• _Required action_
Word for word, output the data that follows.
Available data START
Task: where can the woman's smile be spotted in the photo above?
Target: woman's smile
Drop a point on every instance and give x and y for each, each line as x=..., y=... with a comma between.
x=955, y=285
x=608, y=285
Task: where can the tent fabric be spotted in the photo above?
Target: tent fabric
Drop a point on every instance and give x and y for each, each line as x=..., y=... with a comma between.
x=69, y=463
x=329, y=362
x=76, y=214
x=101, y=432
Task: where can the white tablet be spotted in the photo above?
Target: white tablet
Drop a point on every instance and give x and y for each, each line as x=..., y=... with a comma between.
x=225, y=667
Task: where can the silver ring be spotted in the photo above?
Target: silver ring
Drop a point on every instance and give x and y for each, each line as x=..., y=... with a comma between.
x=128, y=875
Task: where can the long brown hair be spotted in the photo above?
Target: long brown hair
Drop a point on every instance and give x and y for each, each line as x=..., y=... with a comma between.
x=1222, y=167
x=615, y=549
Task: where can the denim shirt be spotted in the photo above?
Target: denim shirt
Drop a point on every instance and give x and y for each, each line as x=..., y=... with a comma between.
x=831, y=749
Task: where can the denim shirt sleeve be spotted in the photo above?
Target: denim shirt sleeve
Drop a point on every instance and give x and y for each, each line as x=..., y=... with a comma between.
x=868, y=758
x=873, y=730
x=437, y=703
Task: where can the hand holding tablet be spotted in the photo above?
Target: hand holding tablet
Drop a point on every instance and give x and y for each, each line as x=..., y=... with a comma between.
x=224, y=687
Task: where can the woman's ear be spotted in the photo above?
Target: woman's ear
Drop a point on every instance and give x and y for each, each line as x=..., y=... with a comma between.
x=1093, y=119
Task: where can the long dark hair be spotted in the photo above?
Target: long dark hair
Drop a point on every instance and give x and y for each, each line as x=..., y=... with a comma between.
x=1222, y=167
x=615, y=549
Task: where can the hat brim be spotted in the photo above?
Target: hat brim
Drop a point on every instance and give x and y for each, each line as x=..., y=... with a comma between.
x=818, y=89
Available data END
• _Result of the exercise_
Task: where can the woman's smile be spotted in the photo above?
Target: woman's smile
Drop a point on every instance and give x and y for each, each line as x=..., y=... with a comma between.
x=955, y=285
x=608, y=285
Task: where can the tent fabric be spotted in the photo above?
Target: tent fabric
Drop a point on every instance and give x and y for each, each line as x=..., y=... with a comma between.
x=69, y=463
x=329, y=362
x=76, y=214
x=101, y=432
Task: where can the white tablet be spotted in the photo above?
Target: white tablet
Drop a point on every instance and give x and y for each, each line as x=..., y=... with a comma between.
x=225, y=667
Task: where can the silver ring be spotted in the photo above?
Target: silver ring
Drop a point on every instance and give x and y for each, each line as x=..., y=... with a comma between.
x=128, y=875
Task: where can the long brown hair be spotted in the photo above?
Target: long brown hair
Drop a point on every instance and give x and y for each, each line as x=..., y=... with a comma between.
x=1222, y=167
x=615, y=549
Task: where can the denim shirt be spotted in the photo above?
Target: denim shirt
Drop a point on every instance and give x and y for each, each line as x=..., y=... with a comma between.
x=831, y=749
Task: where can the denim shirt sleeve be spotted in the photo above?
Target: denim shirt sleeve
Drop a point on every instance and give x and y for each, each line as x=..., y=... with a comma between.
x=868, y=758
x=873, y=730
x=437, y=703
Task: where can the hand holding tablet be spotted in the photo above?
Target: hand holding tablet
Drop a point on every instance and give x and y for each, each line as x=..., y=... with a comma between.
x=224, y=687
Task: where can the woman's ear be spotted in the photo above?
Target: woman's ear
Drop a point on every instance and give x and y for each, each line as x=..., y=... with a comma between.
x=1093, y=119
Task: where can the long dark hair be spotted in the photo above?
Target: long dark hair
Drop a point on every instance and give x and y for each, each line as x=..., y=... with a comma between.
x=1222, y=167
x=615, y=549
Task: where can the hat brim be spotted in the photo above?
Target: hat brim
Drop a point on every instance and give x and y for each, each line as x=..., y=... with a comma between.
x=818, y=89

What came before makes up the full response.